Start Excerpted records

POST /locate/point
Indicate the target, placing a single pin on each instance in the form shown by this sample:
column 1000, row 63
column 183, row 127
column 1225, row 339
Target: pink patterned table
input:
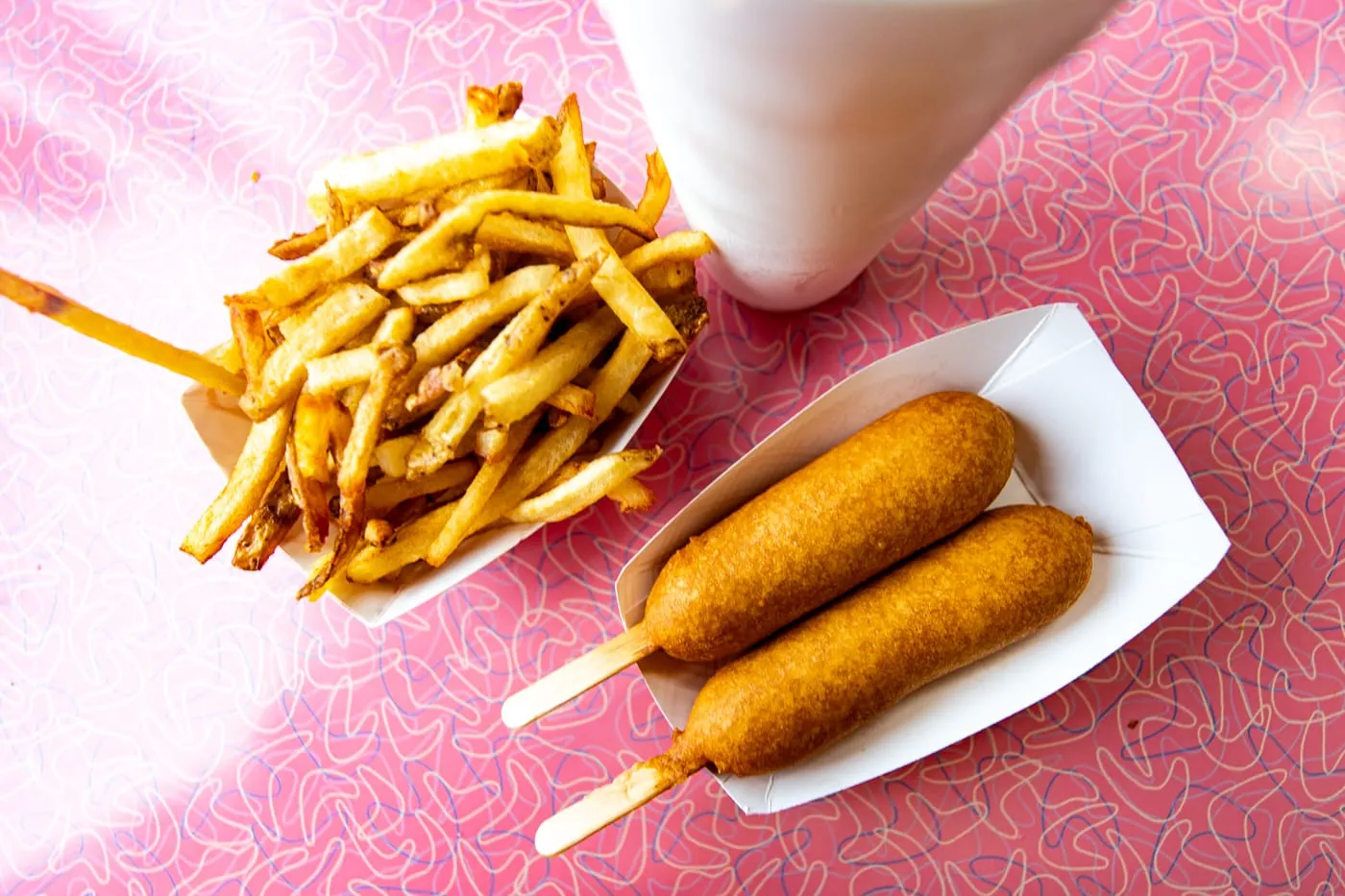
column 167, row 728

End Excerpted records

Challenge
Could you render the records above as a JSON list of strings, one string per line and no blank lines? Leave the pictures out.

Result of the task
[
  "POST /locate/point",
  "Indicate the target, placing a single pin on each instance in the form shown by this sample:",
  "column 1000, row 63",
  "column 183, row 127",
  "column 1225, row 339",
  "Target: pink patterned table",
  "input:",
  "column 167, row 728"
]